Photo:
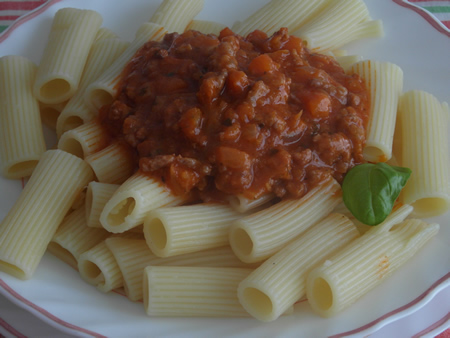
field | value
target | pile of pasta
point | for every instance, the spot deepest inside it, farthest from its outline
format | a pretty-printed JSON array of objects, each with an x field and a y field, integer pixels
[{"x": 123, "y": 229}]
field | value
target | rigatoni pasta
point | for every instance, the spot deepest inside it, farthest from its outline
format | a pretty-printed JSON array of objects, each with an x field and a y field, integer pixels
[
  {"x": 291, "y": 234},
  {"x": 21, "y": 137},
  {"x": 130, "y": 204},
  {"x": 72, "y": 33},
  {"x": 97, "y": 266},
  {"x": 111, "y": 164},
  {"x": 26, "y": 231},
  {"x": 103, "y": 89},
  {"x": 425, "y": 151},
  {"x": 173, "y": 291},
  {"x": 97, "y": 195},
  {"x": 74, "y": 237},
  {"x": 179, "y": 230},
  {"x": 371, "y": 258},
  {"x": 281, "y": 280},
  {"x": 385, "y": 82},
  {"x": 103, "y": 53},
  {"x": 336, "y": 25},
  {"x": 85, "y": 140},
  {"x": 256, "y": 237}
]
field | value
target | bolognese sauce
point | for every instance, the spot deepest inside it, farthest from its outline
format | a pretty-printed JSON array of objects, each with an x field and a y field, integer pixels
[{"x": 214, "y": 115}]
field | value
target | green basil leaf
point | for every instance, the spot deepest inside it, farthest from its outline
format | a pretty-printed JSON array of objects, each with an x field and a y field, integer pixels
[{"x": 370, "y": 190}]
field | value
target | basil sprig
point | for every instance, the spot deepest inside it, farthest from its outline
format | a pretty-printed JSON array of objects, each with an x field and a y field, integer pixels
[{"x": 370, "y": 190}]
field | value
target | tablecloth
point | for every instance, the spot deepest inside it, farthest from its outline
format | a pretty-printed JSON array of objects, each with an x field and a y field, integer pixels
[{"x": 12, "y": 317}]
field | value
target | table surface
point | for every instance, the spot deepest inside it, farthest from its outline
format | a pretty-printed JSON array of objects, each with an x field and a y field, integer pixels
[{"x": 17, "y": 322}]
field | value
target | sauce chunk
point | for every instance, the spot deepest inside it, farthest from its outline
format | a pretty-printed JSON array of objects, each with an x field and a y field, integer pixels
[{"x": 217, "y": 115}]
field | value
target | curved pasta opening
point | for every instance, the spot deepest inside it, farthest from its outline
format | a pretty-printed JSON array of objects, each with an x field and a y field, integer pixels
[
  {"x": 241, "y": 242},
  {"x": 258, "y": 304},
  {"x": 56, "y": 89},
  {"x": 123, "y": 209},
  {"x": 49, "y": 116},
  {"x": 88, "y": 203},
  {"x": 72, "y": 146},
  {"x": 145, "y": 291},
  {"x": 431, "y": 206},
  {"x": 71, "y": 122},
  {"x": 13, "y": 270},
  {"x": 63, "y": 254},
  {"x": 374, "y": 154},
  {"x": 100, "y": 97},
  {"x": 322, "y": 294},
  {"x": 22, "y": 169},
  {"x": 157, "y": 235}
]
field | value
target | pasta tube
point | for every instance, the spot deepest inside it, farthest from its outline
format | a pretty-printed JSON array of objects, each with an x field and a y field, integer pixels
[
  {"x": 385, "y": 83},
  {"x": 206, "y": 27},
  {"x": 74, "y": 237},
  {"x": 84, "y": 140},
  {"x": 130, "y": 204},
  {"x": 178, "y": 230},
  {"x": 30, "y": 225},
  {"x": 425, "y": 151},
  {"x": 72, "y": 33},
  {"x": 97, "y": 195},
  {"x": 103, "y": 53},
  {"x": 364, "y": 263},
  {"x": 112, "y": 164},
  {"x": 258, "y": 236},
  {"x": 281, "y": 280},
  {"x": 98, "y": 267},
  {"x": 133, "y": 255},
  {"x": 172, "y": 291},
  {"x": 21, "y": 138},
  {"x": 50, "y": 113}
]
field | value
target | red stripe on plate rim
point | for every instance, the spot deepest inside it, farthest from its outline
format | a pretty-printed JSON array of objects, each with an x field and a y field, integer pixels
[
  {"x": 430, "y": 18},
  {"x": 7, "y": 32},
  {"x": 434, "y": 326},
  {"x": 44, "y": 312},
  {"x": 10, "y": 329},
  {"x": 21, "y": 5},
  {"x": 402, "y": 311}
]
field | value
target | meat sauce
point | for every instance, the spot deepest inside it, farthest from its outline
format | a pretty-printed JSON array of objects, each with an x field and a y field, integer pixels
[{"x": 214, "y": 115}]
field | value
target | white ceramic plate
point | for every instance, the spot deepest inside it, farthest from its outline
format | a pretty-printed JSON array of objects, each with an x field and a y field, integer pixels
[{"x": 56, "y": 293}]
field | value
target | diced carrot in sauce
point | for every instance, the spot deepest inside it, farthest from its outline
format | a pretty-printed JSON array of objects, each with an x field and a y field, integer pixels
[
  {"x": 261, "y": 65},
  {"x": 232, "y": 158}
]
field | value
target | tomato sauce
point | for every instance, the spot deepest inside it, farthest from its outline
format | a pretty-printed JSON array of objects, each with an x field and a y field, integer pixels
[{"x": 214, "y": 115}]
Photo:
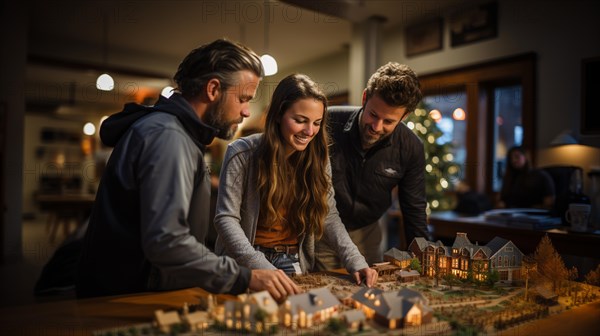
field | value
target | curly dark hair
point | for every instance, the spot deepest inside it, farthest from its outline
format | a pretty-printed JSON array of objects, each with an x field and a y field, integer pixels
[
  {"x": 220, "y": 59},
  {"x": 397, "y": 85}
]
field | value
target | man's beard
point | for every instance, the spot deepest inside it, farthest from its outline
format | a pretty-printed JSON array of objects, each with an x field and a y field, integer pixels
[{"x": 215, "y": 117}]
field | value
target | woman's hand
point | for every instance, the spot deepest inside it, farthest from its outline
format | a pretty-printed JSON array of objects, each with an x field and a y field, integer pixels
[
  {"x": 366, "y": 275},
  {"x": 276, "y": 282}
]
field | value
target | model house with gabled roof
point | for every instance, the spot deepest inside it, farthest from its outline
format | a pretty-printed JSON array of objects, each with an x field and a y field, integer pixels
[
  {"x": 253, "y": 312},
  {"x": 506, "y": 258},
  {"x": 393, "y": 310},
  {"x": 354, "y": 319},
  {"x": 397, "y": 257},
  {"x": 166, "y": 320},
  {"x": 306, "y": 309},
  {"x": 464, "y": 257},
  {"x": 435, "y": 258}
]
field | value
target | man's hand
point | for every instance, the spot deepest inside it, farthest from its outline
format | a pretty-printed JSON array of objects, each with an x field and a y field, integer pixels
[
  {"x": 368, "y": 275},
  {"x": 276, "y": 282}
]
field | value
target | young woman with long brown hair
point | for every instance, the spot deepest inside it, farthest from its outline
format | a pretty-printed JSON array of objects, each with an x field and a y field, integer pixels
[{"x": 275, "y": 194}]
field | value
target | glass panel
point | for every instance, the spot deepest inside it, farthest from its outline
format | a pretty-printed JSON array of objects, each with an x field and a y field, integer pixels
[
  {"x": 451, "y": 118},
  {"x": 508, "y": 127}
]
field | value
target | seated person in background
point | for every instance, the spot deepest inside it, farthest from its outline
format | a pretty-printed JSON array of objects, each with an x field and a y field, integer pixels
[
  {"x": 275, "y": 194},
  {"x": 523, "y": 186}
]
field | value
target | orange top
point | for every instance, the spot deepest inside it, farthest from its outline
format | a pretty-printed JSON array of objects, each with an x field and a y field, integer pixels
[{"x": 274, "y": 234}]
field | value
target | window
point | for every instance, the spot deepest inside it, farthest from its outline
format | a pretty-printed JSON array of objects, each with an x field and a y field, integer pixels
[
  {"x": 498, "y": 102},
  {"x": 508, "y": 127},
  {"x": 448, "y": 110}
]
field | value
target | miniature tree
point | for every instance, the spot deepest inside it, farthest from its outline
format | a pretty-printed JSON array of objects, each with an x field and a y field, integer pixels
[
  {"x": 529, "y": 266},
  {"x": 593, "y": 277},
  {"x": 415, "y": 264},
  {"x": 550, "y": 265},
  {"x": 441, "y": 170}
]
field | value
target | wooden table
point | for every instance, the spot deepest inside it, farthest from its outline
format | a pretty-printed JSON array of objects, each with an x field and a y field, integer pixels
[{"x": 82, "y": 317}]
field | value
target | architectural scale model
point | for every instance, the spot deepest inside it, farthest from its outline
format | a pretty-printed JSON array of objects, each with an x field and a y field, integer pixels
[{"x": 429, "y": 289}]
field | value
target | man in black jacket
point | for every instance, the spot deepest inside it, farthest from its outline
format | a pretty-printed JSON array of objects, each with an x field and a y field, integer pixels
[{"x": 373, "y": 152}]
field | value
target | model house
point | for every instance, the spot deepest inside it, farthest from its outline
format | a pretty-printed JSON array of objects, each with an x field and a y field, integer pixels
[
  {"x": 393, "y": 309},
  {"x": 354, "y": 319},
  {"x": 397, "y": 257},
  {"x": 464, "y": 258},
  {"x": 306, "y": 309}
]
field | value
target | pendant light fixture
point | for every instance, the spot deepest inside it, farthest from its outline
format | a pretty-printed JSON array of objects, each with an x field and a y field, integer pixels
[
  {"x": 105, "y": 82},
  {"x": 268, "y": 61}
]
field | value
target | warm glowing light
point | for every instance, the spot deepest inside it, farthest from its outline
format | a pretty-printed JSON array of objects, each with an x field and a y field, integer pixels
[
  {"x": 105, "y": 82},
  {"x": 459, "y": 114},
  {"x": 435, "y": 115},
  {"x": 444, "y": 183},
  {"x": 269, "y": 64},
  {"x": 89, "y": 129},
  {"x": 167, "y": 91}
]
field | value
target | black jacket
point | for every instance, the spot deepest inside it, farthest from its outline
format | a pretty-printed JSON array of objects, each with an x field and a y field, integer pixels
[
  {"x": 363, "y": 181},
  {"x": 151, "y": 212}
]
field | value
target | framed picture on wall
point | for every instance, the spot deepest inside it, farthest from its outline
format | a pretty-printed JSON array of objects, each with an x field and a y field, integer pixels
[
  {"x": 424, "y": 37},
  {"x": 590, "y": 105},
  {"x": 474, "y": 24}
]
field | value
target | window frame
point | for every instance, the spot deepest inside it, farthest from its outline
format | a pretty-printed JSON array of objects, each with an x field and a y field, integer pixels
[{"x": 479, "y": 82}]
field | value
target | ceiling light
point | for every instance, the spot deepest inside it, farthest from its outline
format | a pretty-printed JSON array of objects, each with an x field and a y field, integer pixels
[
  {"x": 167, "y": 91},
  {"x": 459, "y": 114},
  {"x": 89, "y": 129},
  {"x": 269, "y": 64},
  {"x": 105, "y": 82}
]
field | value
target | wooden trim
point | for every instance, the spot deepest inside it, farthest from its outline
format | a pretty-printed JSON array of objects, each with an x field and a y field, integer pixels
[{"x": 477, "y": 81}]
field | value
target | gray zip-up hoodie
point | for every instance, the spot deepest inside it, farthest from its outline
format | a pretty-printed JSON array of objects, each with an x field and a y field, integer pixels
[
  {"x": 238, "y": 208},
  {"x": 151, "y": 212}
]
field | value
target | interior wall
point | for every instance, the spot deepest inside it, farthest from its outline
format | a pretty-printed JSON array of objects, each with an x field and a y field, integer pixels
[{"x": 561, "y": 33}]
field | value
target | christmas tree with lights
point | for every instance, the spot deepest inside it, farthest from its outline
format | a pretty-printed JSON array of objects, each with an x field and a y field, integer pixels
[{"x": 440, "y": 171}]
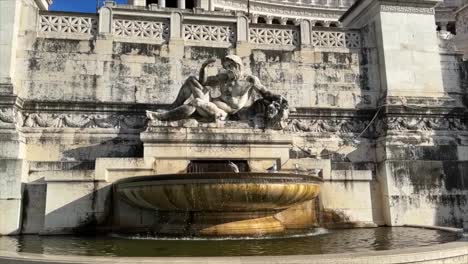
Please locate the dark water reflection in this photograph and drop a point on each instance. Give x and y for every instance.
(333, 241)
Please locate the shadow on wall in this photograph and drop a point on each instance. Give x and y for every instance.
(68, 208)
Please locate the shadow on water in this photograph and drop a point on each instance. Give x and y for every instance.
(321, 242)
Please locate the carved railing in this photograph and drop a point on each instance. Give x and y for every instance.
(63, 23)
(221, 34)
(336, 39)
(195, 29)
(141, 29)
(284, 37)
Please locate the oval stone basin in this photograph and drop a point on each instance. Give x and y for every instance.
(219, 191)
(223, 203)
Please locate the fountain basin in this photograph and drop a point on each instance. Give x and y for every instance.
(223, 204)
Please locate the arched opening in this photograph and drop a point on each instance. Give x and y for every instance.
(451, 28)
(171, 3)
(190, 4)
(149, 2)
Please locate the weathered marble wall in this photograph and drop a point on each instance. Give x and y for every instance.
(71, 121)
(106, 71)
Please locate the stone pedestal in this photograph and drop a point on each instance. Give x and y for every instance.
(461, 39)
(174, 147)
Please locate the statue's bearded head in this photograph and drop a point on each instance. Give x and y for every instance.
(233, 66)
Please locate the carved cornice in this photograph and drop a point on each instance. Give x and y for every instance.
(407, 9)
(79, 120)
(7, 117)
(421, 124)
(281, 10)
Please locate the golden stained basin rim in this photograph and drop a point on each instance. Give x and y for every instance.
(219, 192)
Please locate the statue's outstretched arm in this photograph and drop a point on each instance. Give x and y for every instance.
(261, 89)
(202, 78)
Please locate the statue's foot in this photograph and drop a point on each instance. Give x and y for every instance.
(157, 115)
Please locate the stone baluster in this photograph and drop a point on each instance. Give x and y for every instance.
(443, 25)
(254, 18)
(243, 48)
(305, 28)
(105, 18)
(181, 4)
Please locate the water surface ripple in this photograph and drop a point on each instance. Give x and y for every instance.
(315, 242)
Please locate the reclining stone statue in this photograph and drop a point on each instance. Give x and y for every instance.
(236, 89)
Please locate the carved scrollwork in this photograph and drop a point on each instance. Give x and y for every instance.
(37, 120)
(421, 124)
(327, 125)
(7, 117)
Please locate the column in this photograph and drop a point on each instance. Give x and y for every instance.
(461, 39)
(284, 21)
(254, 18)
(403, 41)
(181, 4)
(443, 25)
(399, 27)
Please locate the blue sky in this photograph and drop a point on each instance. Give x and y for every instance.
(88, 6)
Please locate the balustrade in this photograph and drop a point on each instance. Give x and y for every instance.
(67, 24)
(196, 30)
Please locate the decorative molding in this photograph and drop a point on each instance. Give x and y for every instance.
(327, 125)
(462, 22)
(446, 41)
(407, 9)
(52, 120)
(141, 29)
(67, 24)
(420, 123)
(7, 118)
(336, 39)
(274, 36)
(279, 9)
(209, 33)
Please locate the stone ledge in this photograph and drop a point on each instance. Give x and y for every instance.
(350, 175)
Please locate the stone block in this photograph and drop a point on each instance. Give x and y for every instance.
(75, 206)
(10, 217)
(34, 202)
(346, 202)
(114, 169)
(11, 176)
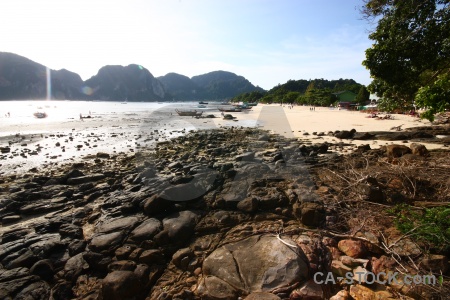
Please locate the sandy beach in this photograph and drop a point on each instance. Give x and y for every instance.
(43, 143)
(112, 206)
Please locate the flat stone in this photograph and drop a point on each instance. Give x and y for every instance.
(212, 287)
(146, 230)
(86, 178)
(119, 285)
(106, 242)
(258, 264)
(112, 225)
(355, 249)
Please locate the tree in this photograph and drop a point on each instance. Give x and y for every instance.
(411, 52)
(363, 95)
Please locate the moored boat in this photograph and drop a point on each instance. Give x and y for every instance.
(229, 109)
(192, 113)
(40, 115)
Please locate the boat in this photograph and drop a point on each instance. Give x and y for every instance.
(229, 109)
(228, 117)
(192, 113)
(40, 115)
(243, 106)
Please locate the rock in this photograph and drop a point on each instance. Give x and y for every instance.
(355, 249)
(397, 150)
(360, 292)
(419, 149)
(435, 263)
(383, 264)
(249, 204)
(201, 183)
(212, 287)
(341, 295)
(363, 136)
(106, 242)
(262, 296)
(145, 231)
(39, 290)
(118, 224)
(76, 246)
(339, 269)
(11, 219)
(119, 285)
(360, 275)
(122, 265)
(85, 179)
(102, 155)
(344, 134)
(156, 205)
(43, 269)
(179, 258)
(309, 213)
(179, 226)
(71, 230)
(372, 193)
(310, 290)
(152, 256)
(353, 262)
(74, 267)
(269, 198)
(245, 156)
(62, 290)
(257, 264)
(27, 259)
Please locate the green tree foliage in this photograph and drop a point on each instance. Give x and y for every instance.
(251, 97)
(317, 92)
(410, 57)
(363, 95)
(430, 227)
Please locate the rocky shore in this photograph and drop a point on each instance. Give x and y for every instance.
(217, 214)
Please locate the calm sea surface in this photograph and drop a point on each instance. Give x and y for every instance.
(21, 112)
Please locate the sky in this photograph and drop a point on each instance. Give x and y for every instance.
(267, 41)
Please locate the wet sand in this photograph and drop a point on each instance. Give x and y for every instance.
(46, 144)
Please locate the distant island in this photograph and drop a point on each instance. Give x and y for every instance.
(22, 78)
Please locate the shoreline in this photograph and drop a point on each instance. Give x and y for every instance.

--

_WHAT THE TASK ASKS_. Copy out the records word for word, starting at the line that contains "Please locate the wet" and continuing through the final line of the records.

_SOLUTION BELOW_.
Please locate the wet sand in this photograph and drop a point on each instance. Give x and y for every instance.
(46, 144)
Please locate the distant island in this photograph and drop a point on each instance. Give x and y for every instance.
(22, 78)
Please locate the shoreline in this photograph and drop a point on each instance. Give x and y for every instance.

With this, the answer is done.